# Provided text
First, let's have a quick view on the distribution of salaries in the company. We can plot it by count :

In [None]:
sns.displot(x=df['Salary'], height=6, aspect=1)

In [None]:
df['Salary'].hist(bins=50,color='darkred',alpha=0.3)

Or by density :

In [None]:
sns.displot(x=df['Salary'], kind='kde', height=6, aspect=1)

Box plots give us informations about quartiles (Q1, Q2 or median, Q3) and outliers :

In [None]:
plt.figure(figsize=(10,5))
sns.boxplot(x=df['Salary'])

In [None]:
plt.figure(figsize=(10,5))
sns.boxplot(y=df['Sex'], x=df['Salary']/1000)

In [None]:
plt.figure(figsize=(10,5))
sns.boxplot(y=df['Sex'], x=df['Salary']/1000, hue=df['MarriedID'])

# Record set
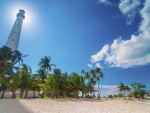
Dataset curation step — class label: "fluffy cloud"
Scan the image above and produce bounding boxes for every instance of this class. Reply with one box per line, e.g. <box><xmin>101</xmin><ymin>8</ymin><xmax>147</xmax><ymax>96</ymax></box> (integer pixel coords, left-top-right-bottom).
<box><xmin>91</xmin><ymin>45</ymin><xmax>109</xmax><ymax>63</ymax></box>
<box><xmin>88</xmin><ymin>64</ymin><xmax>93</xmax><ymax>68</ymax></box>
<box><xmin>99</xmin><ymin>0</ymin><xmax>112</xmax><ymax>5</ymax></box>
<box><xmin>91</xmin><ymin>0</ymin><xmax>150</xmax><ymax>68</ymax></box>
<box><xmin>118</xmin><ymin>0</ymin><xmax>141</xmax><ymax>25</ymax></box>
<box><xmin>95</xmin><ymin>63</ymin><xmax>102</xmax><ymax>69</ymax></box>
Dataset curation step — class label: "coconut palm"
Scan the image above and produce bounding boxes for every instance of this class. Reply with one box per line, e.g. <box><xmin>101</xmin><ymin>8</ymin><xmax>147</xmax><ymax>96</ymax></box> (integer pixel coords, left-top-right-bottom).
<box><xmin>99</xmin><ymin>71</ymin><xmax>104</xmax><ymax>97</ymax></box>
<box><xmin>130</xmin><ymin>82</ymin><xmax>146</xmax><ymax>97</ymax></box>
<box><xmin>44</xmin><ymin>74</ymin><xmax>57</xmax><ymax>98</ymax></box>
<box><xmin>60</xmin><ymin>72</ymin><xmax>69</xmax><ymax>98</ymax></box>
<box><xmin>39</xmin><ymin>56</ymin><xmax>56</xmax><ymax>75</ymax></box>
<box><xmin>89</xmin><ymin>77</ymin><xmax>96</xmax><ymax>97</ymax></box>
<box><xmin>30</xmin><ymin>74</ymin><xmax>40</xmax><ymax>98</ymax></box>
<box><xmin>95</xmin><ymin>67</ymin><xmax>101</xmax><ymax>97</ymax></box>
<box><xmin>37</xmin><ymin>69</ymin><xmax>47</xmax><ymax>83</ymax></box>
<box><xmin>70</xmin><ymin>72</ymin><xmax>82</xmax><ymax>98</ymax></box>
<box><xmin>118</xmin><ymin>82</ymin><xmax>130</xmax><ymax>98</ymax></box>
<box><xmin>54</xmin><ymin>68</ymin><xmax>61</xmax><ymax>98</ymax></box>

# Written tasks
1. Answer these about the salary plotting excerpt:
(a) How many bins does the histogram use?
(b) What value is given for `kind` in the density plot?
(c) Which seaborn function draws the box plots?
2. Please duplicate the salary plotting excerpt from "First, let's have" up to and including "df['Salary'].hist(bins=50,color='darkred',alpha=0.3)".
3. Go on with the salary plotting excerpt from where it stops.
The entries are not needed for anything here.

# Task-by-task results
1.
(a) 50
(b) 'kde'
(c) sns.boxplot

2.
First, let's have a quick view on the distribution of salaries in the company. We can plot it by count :

In [None]:
sns.displot(x=df['Salary'], height=6, aspect=1)

In [None]:
df['Salary'].hist(bins=50,color='darkred',alpha=0.3)

3.
In [None]:
sns.catplot(y='Department', x='Salary', data=df, kind="box", height = 6, aspect = 1.5)

Unlike a box plot, in which all of the plot components correspond to actual datapoints, the violin plot features a kernel density estimation of the underlying distribution :



In [None]:
sns.catplot(y='Department', x='Salary', data=df, kind="violin", height = 6, aspect = 1.5)

In [None]:
sns.catplot(y='Department', x='Salary', col='Sex', data=df, kind="box", height = 10, aspect = 1)